**PROBLEM DETAILS:**
Starting from the line in which "Expected: a marker on each instance of the residential" appears, output every line down to the last line of the data below, exactly and without anything more.

**EXTRACTED DATA:**

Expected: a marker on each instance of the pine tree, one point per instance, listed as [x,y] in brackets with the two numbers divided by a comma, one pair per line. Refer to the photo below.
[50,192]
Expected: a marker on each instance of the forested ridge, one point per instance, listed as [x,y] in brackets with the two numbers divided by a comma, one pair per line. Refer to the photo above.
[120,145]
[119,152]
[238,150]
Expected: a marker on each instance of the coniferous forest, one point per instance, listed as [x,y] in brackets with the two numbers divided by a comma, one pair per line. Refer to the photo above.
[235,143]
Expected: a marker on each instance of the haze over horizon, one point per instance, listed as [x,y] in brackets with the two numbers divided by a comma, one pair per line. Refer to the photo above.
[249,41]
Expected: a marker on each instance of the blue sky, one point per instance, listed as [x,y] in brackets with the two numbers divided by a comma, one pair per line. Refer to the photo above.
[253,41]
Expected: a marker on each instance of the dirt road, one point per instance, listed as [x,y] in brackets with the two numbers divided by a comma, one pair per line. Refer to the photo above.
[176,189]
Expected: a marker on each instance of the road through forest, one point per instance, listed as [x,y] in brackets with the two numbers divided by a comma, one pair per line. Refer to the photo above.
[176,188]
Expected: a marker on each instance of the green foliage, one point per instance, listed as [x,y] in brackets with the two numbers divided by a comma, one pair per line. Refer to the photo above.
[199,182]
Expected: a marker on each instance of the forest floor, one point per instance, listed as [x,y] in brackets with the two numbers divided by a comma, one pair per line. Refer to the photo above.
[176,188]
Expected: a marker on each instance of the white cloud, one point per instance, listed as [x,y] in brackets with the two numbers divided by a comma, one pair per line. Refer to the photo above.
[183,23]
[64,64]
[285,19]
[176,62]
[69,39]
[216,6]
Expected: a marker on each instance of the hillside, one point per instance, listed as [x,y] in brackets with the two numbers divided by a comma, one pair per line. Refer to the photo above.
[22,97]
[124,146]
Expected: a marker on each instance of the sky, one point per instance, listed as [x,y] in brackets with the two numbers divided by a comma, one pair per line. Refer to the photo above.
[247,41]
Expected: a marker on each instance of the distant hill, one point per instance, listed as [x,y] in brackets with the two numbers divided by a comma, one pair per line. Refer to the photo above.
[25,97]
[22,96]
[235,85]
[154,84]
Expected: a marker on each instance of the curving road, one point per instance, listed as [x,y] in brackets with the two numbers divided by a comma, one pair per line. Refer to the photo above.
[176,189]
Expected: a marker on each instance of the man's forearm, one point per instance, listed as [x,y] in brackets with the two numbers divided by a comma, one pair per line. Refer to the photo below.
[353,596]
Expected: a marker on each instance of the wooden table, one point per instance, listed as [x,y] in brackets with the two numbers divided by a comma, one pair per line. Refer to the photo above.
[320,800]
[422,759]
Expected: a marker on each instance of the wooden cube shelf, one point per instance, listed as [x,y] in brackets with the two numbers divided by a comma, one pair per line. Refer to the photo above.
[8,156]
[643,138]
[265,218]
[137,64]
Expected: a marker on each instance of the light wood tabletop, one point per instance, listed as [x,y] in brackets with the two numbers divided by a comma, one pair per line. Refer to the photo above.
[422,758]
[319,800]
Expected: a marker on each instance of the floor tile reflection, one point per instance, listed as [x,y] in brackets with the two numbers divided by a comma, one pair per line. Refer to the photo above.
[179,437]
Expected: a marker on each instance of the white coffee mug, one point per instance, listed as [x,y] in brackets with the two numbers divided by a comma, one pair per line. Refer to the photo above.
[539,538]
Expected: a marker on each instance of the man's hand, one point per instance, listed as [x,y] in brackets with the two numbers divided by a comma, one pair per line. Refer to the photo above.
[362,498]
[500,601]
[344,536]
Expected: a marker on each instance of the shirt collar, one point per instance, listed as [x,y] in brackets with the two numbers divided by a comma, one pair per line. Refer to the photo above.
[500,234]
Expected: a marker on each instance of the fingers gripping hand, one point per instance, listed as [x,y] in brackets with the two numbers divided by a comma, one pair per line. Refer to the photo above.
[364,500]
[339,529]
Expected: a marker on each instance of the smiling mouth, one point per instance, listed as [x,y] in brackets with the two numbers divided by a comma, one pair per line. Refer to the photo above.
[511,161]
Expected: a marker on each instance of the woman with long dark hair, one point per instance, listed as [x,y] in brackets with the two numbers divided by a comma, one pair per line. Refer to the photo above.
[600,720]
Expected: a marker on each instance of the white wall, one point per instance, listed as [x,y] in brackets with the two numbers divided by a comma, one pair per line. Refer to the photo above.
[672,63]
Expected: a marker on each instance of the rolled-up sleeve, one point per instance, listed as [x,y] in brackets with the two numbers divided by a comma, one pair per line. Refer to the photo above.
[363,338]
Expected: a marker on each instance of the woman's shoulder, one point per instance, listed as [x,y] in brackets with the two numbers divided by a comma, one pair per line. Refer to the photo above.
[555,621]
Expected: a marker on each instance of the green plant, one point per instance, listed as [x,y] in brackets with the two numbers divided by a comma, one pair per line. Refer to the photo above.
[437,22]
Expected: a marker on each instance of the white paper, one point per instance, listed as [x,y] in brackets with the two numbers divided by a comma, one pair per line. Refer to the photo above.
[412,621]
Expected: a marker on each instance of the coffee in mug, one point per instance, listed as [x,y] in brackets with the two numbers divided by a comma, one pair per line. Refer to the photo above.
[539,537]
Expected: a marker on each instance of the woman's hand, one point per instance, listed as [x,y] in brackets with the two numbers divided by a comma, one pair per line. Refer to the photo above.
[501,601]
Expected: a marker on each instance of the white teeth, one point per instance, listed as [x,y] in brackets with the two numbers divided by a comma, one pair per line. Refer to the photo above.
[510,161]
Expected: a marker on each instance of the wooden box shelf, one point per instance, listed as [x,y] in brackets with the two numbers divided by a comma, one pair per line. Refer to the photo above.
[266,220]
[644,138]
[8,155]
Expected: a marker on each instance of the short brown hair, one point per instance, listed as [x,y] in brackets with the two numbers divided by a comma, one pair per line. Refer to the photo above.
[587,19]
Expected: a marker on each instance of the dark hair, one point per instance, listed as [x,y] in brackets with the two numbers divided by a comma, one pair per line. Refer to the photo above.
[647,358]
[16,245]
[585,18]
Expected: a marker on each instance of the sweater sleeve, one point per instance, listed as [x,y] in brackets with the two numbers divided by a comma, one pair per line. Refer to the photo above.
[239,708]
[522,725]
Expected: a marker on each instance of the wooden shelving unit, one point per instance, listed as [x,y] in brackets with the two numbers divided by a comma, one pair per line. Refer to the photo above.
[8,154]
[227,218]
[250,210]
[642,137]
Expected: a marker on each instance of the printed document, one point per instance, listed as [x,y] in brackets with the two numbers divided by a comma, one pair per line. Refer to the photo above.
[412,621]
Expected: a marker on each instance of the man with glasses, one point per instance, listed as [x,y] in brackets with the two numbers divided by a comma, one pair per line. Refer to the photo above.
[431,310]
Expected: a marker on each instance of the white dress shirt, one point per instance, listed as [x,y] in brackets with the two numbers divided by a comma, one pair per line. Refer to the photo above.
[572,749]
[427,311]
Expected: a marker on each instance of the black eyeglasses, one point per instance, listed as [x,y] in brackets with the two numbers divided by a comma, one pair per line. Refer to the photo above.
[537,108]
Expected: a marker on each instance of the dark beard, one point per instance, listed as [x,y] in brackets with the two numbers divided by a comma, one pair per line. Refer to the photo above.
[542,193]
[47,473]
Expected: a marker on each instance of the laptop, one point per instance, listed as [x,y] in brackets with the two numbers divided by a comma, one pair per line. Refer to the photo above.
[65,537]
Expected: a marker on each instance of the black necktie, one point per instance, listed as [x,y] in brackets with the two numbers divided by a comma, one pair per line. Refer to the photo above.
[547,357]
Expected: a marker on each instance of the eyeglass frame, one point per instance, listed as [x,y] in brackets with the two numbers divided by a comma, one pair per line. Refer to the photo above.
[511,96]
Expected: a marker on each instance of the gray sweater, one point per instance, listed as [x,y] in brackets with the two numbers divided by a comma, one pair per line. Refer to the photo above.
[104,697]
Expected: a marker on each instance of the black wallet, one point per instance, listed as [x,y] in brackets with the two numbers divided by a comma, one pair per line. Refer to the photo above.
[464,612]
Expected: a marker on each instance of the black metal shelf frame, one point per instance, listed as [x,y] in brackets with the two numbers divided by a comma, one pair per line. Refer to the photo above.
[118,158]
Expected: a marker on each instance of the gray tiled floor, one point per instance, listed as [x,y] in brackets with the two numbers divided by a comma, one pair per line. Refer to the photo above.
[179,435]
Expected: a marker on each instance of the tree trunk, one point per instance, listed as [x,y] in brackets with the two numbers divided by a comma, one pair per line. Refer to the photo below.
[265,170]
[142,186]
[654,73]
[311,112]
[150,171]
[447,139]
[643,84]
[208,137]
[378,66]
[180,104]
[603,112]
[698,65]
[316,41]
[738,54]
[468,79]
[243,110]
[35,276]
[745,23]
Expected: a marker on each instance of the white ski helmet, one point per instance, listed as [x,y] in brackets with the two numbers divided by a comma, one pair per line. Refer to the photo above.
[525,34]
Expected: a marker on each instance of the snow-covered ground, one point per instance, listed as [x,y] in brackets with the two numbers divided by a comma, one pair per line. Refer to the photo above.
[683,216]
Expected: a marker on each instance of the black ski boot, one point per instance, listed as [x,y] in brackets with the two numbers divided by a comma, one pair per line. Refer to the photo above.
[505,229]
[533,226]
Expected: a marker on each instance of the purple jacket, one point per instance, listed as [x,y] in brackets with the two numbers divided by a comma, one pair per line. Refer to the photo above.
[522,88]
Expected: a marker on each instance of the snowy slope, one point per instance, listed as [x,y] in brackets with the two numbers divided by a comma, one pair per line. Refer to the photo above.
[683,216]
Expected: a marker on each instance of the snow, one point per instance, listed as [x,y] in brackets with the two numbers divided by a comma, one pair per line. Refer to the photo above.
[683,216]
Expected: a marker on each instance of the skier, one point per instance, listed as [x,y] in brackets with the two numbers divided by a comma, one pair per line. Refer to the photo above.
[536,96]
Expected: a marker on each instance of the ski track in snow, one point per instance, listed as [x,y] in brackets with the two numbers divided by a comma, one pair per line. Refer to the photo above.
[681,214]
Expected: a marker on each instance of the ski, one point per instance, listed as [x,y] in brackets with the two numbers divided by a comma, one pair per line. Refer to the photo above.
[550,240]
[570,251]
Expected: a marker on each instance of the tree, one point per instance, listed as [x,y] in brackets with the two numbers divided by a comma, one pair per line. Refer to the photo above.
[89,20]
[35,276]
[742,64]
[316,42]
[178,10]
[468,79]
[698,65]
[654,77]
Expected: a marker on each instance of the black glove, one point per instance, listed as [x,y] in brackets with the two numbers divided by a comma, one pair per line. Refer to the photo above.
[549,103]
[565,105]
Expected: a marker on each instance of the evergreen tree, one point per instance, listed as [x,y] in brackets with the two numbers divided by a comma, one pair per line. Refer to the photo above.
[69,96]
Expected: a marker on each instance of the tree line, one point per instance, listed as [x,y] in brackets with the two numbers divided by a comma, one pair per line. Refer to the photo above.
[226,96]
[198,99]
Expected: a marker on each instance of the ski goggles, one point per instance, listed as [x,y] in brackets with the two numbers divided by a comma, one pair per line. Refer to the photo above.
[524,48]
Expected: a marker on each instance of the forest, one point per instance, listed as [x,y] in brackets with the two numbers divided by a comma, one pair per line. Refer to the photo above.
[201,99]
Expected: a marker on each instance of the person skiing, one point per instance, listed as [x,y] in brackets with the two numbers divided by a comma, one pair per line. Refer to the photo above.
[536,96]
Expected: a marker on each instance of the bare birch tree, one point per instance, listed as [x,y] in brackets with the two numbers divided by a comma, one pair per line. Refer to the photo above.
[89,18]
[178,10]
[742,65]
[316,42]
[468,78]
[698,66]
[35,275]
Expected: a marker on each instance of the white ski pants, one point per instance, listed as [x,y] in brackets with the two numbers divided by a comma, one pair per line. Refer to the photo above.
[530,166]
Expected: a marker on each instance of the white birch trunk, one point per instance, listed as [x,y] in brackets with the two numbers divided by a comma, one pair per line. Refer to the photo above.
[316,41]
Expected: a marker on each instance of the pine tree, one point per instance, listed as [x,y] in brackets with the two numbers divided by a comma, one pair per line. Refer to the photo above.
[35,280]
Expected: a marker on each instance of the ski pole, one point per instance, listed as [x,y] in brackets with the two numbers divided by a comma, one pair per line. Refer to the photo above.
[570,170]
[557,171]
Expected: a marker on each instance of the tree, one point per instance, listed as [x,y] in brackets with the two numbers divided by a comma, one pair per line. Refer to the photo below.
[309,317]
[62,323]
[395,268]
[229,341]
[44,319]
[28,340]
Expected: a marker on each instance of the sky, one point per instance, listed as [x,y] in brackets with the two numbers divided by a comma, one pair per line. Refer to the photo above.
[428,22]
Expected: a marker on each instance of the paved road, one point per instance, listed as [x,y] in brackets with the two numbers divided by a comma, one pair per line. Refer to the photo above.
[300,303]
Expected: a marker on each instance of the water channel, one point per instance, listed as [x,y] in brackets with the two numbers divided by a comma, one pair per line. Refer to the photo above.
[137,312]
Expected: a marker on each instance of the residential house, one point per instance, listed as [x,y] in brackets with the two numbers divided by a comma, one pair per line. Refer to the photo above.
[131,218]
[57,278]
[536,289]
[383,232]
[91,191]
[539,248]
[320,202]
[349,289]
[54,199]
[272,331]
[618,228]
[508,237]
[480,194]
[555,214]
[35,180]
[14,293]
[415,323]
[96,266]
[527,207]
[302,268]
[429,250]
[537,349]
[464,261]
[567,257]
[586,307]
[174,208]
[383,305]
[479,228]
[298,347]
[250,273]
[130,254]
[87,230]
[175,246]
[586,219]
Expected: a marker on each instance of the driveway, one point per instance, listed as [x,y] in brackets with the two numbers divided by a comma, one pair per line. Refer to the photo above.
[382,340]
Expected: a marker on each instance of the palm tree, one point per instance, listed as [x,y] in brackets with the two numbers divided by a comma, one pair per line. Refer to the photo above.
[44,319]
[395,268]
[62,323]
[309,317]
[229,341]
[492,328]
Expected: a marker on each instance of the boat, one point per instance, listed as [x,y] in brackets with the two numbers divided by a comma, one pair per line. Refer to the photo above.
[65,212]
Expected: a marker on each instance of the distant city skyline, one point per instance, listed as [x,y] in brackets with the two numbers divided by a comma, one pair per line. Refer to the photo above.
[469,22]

**ANSWER SECTION:**
Expected: a marker on each instance of the residential house, one point per instance, listed as [x,y] in brackets with the two numbers divided by a comma, one pair per line. Refer to the photo above.
[131,218]
[57,278]
[536,289]
[383,232]
[91,191]
[539,248]
[320,202]
[349,289]
[54,199]
[272,331]
[618,228]
[508,237]
[480,194]
[555,214]
[35,180]
[14,293]
[415,323]
[96,266]
[527,207]
[302,268]
[429,250]
[537,349]
[464,261]
[567,257]
[586,307]
[174,208]
[383,305]
[479,228]
[298,347]
[250,273]
[130,254]
[87,230]
[175,246]
[586,219]
Expected: a marker on each instance of the driveway, one point per instance, listed as [x,y] in brackets with the two numbers divided by a comma, one pair per line. Refer to the photo above.
[382,340]
Expected: a marker on each instance of the palm tree, one point per instance, listed as [x,y] in brackets with the two numbers divided by a comma, one pair per line. Refer to the photo above.
[44,319]
[395,268]
[62,323]
[309,317]
[229,341]
[492,328]
Expected: a marker on each instance of the boat, one point per instance, listed as [x,y] in brackets with the two numbers divided by a comma, one pair per line. Refer to the photo above.
[65,212]
Expected: a marker on each instance of the distant city skyline, one point per instance, listed as [x,y] in brackets with the two numbers divided by a comma, one pair per line. Refer to the photo above.
[469,22]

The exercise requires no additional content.